> **WORK TO COMPLETE**:
Write each line exactly, from the line that holds "find the glass railing" through the final line of the material, and no other line.
** Start DATA FOR THIS EXERCISE **
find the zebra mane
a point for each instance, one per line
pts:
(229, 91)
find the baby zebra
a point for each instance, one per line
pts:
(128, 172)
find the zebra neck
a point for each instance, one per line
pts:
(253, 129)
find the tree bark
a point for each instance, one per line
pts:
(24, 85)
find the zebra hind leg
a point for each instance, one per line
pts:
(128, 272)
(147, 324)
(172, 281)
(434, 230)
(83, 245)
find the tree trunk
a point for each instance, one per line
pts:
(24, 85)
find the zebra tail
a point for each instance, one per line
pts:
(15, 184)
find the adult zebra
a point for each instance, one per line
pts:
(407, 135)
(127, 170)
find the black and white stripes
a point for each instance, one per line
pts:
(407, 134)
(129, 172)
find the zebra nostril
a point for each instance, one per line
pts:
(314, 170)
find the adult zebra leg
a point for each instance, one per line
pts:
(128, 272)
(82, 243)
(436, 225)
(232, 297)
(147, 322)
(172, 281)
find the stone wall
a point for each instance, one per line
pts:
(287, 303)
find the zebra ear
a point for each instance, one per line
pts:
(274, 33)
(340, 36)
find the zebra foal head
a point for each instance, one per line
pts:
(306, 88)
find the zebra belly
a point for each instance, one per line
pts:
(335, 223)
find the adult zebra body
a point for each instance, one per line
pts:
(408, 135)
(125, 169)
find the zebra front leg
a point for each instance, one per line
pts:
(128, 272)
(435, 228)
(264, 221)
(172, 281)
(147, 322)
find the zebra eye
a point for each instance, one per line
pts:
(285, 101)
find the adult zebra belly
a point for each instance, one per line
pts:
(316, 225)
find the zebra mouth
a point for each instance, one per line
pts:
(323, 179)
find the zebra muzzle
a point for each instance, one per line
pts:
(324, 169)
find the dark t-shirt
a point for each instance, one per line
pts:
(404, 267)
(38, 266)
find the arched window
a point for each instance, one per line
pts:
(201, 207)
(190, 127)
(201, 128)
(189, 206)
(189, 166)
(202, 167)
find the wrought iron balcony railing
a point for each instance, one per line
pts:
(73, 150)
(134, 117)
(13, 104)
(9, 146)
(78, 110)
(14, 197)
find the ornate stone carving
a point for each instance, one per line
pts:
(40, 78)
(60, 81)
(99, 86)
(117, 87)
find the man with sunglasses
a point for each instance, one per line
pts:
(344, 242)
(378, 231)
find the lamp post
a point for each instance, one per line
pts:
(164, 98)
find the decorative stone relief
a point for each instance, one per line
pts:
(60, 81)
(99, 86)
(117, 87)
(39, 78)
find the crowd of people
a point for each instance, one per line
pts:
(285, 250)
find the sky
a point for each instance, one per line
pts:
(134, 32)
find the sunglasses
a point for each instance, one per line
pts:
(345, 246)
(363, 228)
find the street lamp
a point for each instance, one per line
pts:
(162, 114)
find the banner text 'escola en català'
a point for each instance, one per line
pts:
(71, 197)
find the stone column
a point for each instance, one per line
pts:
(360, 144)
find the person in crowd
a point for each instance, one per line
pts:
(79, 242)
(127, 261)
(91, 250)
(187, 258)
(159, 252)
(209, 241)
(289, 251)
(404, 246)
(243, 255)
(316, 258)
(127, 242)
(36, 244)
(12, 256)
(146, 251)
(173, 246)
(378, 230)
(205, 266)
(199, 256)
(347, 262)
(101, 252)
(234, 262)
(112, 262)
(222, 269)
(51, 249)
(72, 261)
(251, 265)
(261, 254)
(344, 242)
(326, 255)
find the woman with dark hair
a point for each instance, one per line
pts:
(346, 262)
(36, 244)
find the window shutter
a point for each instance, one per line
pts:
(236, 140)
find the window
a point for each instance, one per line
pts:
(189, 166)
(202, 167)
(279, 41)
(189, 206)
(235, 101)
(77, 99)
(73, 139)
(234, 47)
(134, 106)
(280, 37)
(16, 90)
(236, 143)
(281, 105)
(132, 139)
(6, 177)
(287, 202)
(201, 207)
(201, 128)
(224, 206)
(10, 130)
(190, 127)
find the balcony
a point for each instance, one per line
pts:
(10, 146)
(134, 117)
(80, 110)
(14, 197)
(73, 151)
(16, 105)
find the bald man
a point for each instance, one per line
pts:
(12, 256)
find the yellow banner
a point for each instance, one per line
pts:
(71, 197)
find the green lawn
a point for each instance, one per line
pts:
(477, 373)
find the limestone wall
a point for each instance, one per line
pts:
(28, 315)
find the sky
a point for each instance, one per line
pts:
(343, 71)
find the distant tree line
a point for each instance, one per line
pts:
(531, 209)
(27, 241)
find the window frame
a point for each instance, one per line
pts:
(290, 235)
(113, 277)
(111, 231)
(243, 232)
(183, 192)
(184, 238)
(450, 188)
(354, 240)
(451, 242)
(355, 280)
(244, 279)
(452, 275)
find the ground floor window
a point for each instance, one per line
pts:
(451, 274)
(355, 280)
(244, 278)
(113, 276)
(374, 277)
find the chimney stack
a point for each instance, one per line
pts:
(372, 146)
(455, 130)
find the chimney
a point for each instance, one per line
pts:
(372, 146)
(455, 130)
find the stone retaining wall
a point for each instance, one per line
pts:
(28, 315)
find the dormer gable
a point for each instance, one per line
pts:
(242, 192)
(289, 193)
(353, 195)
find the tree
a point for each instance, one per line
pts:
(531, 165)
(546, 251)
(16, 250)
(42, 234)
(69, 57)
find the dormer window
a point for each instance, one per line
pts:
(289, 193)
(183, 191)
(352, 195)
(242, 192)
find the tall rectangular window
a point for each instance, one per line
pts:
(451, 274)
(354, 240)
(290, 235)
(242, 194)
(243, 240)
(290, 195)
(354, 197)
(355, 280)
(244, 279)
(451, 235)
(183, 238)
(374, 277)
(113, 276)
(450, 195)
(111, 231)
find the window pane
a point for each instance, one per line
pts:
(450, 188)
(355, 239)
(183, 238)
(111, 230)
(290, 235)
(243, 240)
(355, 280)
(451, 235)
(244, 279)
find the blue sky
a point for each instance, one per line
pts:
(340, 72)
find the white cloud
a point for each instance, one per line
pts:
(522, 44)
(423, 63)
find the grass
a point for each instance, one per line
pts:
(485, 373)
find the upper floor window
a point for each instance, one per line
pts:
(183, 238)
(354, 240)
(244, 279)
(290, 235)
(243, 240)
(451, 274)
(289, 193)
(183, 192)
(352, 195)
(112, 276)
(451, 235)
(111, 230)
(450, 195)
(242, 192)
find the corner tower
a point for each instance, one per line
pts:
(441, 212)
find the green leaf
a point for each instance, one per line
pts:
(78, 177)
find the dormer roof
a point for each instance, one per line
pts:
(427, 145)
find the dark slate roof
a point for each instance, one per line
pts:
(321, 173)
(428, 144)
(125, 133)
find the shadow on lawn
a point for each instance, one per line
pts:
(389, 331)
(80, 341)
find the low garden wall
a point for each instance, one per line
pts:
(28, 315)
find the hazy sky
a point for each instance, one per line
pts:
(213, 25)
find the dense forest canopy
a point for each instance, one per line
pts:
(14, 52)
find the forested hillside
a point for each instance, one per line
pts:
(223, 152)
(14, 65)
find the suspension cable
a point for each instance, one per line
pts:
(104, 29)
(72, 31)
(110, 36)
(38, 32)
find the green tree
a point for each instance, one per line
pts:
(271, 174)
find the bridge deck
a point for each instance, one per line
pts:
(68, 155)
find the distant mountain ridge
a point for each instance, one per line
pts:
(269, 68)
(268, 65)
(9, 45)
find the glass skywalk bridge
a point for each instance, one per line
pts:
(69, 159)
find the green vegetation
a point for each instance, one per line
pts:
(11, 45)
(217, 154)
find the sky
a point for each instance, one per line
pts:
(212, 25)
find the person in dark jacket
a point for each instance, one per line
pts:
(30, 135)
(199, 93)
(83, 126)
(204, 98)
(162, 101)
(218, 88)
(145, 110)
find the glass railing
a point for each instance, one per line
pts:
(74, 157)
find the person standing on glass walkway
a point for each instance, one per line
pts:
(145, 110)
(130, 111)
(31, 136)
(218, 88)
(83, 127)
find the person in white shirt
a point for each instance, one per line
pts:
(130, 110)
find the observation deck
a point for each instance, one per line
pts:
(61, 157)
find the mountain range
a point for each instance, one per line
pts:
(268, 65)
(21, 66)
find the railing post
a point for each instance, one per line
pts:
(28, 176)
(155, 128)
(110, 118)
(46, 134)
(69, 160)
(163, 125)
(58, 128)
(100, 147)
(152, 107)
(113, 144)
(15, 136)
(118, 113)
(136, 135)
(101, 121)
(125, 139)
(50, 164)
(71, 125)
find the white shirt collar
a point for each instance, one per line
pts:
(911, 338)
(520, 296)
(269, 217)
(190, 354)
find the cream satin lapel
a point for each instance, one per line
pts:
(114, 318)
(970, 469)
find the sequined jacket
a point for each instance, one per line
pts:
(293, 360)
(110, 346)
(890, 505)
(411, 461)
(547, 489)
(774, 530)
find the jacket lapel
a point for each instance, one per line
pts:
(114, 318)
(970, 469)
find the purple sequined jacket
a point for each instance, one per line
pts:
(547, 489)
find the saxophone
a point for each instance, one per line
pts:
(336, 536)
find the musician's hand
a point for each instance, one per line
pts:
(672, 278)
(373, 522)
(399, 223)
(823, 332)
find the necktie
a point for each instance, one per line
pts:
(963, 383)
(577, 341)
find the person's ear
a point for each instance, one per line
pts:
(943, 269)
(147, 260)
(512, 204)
** End DATA FOR THIS EXERCISE **
> **TASK ANSWER**:
find the glass railing
a point for each instance, one per line
pts:
(74, 157)
find the person standing on glass walkway
a point for each instance, one per line
pts:
(145, 110)
(130, 111)
(31, 136)
(218, 88)
(83, 127)
find the person in white shirt
a point for each instance, one per line
pts:
(130, 110)
find the observation deck
a point for each instance, one per line
pts:
(61, 157)
find the mountain range
a point for each instance, one per line
pts:
(268, 65)
(21, 66)
find the railing post
a point for each instance, one per line
pts:
(28, 176)
(155, 128)
(110, 118)
(46, 134)
(69, 160)
(163, 125)
(58, 128)
(100, 147)
(152, 107)
(113, 144)
(15, 136)
(118, 113)
(136, 135)
(101, 121)
(125, 139)
(50, 164)
(71, 125)
find the white shirt collar
a point for each instance, one per line
pts:
(911, 338)
(520, 296)
(269, 217)
(190, 354)
find the cream satin lapel
a point for each instance, one per line
pts:
(114, 318)
(970, 469)
find the sequined jacket
a point for each instance, one per line
pts:
(293, 360)
(110, 346)
(890, 505)
(411, 461)
(547, 489)
(774, 530)
find the jacket lapel
a point for each instance, one per line
pts:
(114, 318)
(970, 469)
find the purple sequined jacket
a point for each instance, one per line
pts:
(547, 489)
find the saxophone
a point for each instance, one per line
pts:
(336, 536)
find the musician's hand
a point for each instance, one per line
pts:
(672, 278)
(373, 522)
(399, 223)
(823, 332)
find the necktie
a point for each instance, one per line
pts:
(963, 383)
(577, 341)
find the person's ear
a point for each instance, one per line
pts:
(943, 269)
(147, 260)
(512, 204)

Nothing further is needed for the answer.